= DIRECTIONS =
Please count the lines in the rows below that contain the word "blurred", and reply with that number alone.

Region annotation entries
---
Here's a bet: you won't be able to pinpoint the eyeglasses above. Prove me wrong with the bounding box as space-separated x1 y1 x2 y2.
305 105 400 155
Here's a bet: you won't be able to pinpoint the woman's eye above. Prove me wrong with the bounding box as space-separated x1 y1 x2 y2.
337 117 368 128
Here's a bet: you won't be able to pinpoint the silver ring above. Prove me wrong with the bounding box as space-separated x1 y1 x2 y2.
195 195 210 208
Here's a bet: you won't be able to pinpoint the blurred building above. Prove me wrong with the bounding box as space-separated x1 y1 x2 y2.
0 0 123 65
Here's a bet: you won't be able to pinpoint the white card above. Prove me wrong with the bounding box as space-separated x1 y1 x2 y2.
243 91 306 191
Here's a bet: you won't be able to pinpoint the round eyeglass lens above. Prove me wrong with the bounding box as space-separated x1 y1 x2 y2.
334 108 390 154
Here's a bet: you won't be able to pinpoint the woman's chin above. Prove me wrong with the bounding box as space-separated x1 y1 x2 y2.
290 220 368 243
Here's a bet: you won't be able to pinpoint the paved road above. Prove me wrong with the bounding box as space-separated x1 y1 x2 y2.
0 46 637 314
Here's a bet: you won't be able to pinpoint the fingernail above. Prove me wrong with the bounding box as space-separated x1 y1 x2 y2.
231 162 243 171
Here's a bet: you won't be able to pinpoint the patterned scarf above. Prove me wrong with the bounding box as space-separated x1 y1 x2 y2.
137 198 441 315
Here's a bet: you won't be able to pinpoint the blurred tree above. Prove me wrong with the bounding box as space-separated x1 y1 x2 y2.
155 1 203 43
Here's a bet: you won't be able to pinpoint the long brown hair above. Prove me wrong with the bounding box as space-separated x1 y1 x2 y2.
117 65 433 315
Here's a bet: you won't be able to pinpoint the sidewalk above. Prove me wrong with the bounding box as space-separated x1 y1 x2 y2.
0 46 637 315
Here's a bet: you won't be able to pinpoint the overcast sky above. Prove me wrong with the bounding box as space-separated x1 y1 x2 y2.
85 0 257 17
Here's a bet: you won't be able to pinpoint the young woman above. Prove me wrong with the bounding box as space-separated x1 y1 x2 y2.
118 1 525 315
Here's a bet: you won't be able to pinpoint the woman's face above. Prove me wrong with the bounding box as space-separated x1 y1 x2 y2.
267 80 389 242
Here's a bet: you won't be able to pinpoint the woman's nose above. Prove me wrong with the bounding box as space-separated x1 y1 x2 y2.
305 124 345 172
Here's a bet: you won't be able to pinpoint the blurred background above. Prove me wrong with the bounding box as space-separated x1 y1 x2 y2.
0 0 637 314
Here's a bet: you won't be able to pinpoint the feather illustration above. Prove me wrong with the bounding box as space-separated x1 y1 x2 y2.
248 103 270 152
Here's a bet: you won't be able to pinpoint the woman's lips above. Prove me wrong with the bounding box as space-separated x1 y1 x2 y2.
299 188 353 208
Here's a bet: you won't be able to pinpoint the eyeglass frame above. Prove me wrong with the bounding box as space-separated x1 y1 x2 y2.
---
= ANSWER =
3